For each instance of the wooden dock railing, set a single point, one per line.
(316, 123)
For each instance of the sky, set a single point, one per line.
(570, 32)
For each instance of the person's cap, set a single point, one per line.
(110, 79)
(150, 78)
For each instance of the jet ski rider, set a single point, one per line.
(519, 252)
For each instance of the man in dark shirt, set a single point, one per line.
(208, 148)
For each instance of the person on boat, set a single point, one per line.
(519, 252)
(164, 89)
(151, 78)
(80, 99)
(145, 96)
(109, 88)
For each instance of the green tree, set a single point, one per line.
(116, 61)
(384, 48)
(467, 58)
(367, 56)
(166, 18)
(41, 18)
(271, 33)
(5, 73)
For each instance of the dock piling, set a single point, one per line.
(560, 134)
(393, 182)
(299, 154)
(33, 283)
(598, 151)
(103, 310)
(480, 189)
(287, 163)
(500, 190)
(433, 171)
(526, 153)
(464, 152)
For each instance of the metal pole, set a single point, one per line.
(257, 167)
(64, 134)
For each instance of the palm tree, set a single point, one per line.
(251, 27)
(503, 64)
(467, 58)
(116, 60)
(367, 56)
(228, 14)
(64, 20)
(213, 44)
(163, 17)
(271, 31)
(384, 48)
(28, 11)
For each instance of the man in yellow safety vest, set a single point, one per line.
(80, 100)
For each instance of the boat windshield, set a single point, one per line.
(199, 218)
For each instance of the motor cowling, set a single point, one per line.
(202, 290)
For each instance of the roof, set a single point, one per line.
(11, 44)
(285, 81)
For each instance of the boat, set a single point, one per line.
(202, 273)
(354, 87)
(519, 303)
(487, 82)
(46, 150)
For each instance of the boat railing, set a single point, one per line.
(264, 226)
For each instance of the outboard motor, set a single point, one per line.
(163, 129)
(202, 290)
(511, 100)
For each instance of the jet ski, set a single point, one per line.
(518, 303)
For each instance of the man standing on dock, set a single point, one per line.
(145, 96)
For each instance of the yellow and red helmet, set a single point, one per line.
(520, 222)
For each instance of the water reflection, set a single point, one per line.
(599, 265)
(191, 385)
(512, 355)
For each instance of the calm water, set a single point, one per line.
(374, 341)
:::
▸ **Problem statement**: Set out the entries once more, word for word.

▸ **Solution to the problem**:
For each instance of the wooden dock railing, set a single point, one per line.
(316, 123)
For each instance of the sky, set a single point, one per line.
(570, 32)
For each instance of the person's cap, set a single point, one per line.
(110, 79)
(150, 78)
For each instance of the jet ski rider, set a single point, one per line.
(519, 252)
For each instance of the man in dark shirt, set a single point, one per line.
(208, 148)
For each instance of the person on boat, set a single point, one per line.
(519, 252)
(164, 89)
(151, 78)
(80, 99)
(145, 96)
(109, 88)
For each instance of the green tree, set a single point, one per line.
(116, 61)
(384, 48)
(467, 58)
(367, 56)
(166, 18)
(41, 18)
(271, 33)
(5, 73)
For each instance of the dock piling, set a single point, one per line.
(560, 134)
(393, 182)
(299, 154)
(33, 283)
(598, 151)
(103, 310)
(480, 189)
(287, 163)
(500, 190)
(433, 171)
(526, 153)
(464, 152)
For each instance of the metal pole, set a single point, one per line.
(257, 167)
(64, 134)
For each instance of the palm tree, set a single point, one per line.
(251, 27)
(503, 64)
(467, 58)
(116, 60)
(367, 56)
(228, 14)
(64, 20)
(213, 44)
(163, 17)
(271, 31)
(384, 48)
(28, 11)
For each instance of the man in yellow safety vest, set a single point, one per line.
(80, 100)
For each instance of the boat windshield, set a single point, one per line.
(199, 218)
For each instance of the motor cowling, set a single point, one per line.
(202, 290)
For each instance of the roof, set a single point, one per line.
(11, 44)
(285, 81)
For each instance of the boat, set a single point, one per line.
(202, 273)
(354, 87)
(519, 303)
(487, 82)
(46, 150)
For each instance of the boat railing, set a single point, one per line.
(264, 226)
For each instance of the outboard motor, set a single point, one per line.
(163, 129)
(202, 290)
(511, 100)
For each instance of the jet ski, set a single point, one per line.
(518, 303)
For each instance of the man standing on dock, set a single point, one per line.
(145, 96)
For each instance of the yellow and red helmet, set a single point, one per line.
(520, 222)
For each instance of the water reflection, set a single point, one per line.
(599, 265)
(191, 385)
(512, 355)
For each instance of the calm water, set a single point, one per line.
(374, 341)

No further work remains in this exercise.